- About this exercise -
Look in the data below for the line that contains "Target: patterned bandana". Copy that line and the remaining lines exactly.

Collected data entries

========================================================================

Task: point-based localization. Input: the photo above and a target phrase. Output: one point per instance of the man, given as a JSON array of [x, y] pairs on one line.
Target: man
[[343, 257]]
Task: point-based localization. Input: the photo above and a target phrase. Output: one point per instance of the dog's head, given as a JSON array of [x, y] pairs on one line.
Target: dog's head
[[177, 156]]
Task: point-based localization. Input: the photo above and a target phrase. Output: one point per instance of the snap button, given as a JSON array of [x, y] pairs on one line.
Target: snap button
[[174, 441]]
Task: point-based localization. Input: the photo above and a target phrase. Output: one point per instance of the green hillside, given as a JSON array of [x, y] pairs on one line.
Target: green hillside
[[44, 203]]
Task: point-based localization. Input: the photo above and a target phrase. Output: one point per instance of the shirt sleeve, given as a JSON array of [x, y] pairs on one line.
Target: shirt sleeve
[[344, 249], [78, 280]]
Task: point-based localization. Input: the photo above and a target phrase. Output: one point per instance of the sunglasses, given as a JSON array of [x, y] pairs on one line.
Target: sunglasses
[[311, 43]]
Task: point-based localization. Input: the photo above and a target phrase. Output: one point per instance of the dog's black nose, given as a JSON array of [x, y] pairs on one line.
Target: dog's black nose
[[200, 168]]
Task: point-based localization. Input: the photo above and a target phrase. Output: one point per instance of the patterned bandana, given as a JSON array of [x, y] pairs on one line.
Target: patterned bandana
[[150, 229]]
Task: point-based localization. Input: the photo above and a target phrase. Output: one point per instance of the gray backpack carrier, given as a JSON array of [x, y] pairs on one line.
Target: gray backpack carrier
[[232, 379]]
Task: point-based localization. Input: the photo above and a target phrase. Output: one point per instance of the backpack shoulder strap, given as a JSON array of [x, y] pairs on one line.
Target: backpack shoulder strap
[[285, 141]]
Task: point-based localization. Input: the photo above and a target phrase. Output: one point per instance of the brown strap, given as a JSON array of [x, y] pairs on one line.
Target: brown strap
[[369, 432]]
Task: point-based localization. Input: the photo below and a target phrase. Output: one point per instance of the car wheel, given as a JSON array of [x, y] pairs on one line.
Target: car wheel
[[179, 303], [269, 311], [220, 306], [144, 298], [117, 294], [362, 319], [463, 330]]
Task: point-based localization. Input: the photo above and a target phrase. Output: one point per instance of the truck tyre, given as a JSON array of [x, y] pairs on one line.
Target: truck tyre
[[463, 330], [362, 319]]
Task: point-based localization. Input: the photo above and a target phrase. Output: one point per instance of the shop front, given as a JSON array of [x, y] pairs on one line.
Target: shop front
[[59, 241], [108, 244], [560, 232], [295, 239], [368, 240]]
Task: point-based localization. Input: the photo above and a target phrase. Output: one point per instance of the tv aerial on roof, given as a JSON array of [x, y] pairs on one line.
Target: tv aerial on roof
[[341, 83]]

========================================================================

- Task answer -
Target: patterned bandana
[[150, 229]]
Task: point-based localization. Input: the photo above and a target phrase. Output: one point per instance of the gray backpack carrier, given as a JSON array of [x, y] pairs on one line.
Target: gray backpack carrier
[[232, 379]]
Task: point-based localization. Input: the photo above and a target phrase. Output: one point per instance of the backpack shoulder strap, given as a JSON array of [x, y] pairs on one line.
Target: backpack shoulder strap
[[285, 141]]
Task: point-based localization. Input: the photo above and a target phrase. Output: one point per instance of the brown strap, given as a JSON array of [x, y] pairs on one line.
Target: brown strap
[[369, 432]]
Task: point-based localization. Input: the photo below and a target phrase. Output: one point per instance of the car wheel, given as a JSON array of [x, y] pairs on one line.
Target: car wheel
[[179, 303], [269, 311], [220, 306], [144, 298], [117, 294], [362, 319], [463, 330]]
Task: point-based localization. Input: the photo above and a target phrase. Output: one point per instance of the truck tyre, given as a JSON array of [x, y] pairs on one line.
Target: truck tyre
[[463, 330], [362, 319]]
Task: point-based localization. Input: the photo above and a target phrase. Output: one point per instance of the shop front, given as a JSON array of [x, y] pairs on one line.
Target: shop front
[[59, 241], [108, 244], [560, 232], [295, 239], [368, 240]]
Task: point-based localization. Input: the photo above and a target phrase. Output: one point per instance of the tv aerial on roof, given as a JSON array of [x, y] pairs on one line.
Target: tv aerial on roof
[[341, 83]]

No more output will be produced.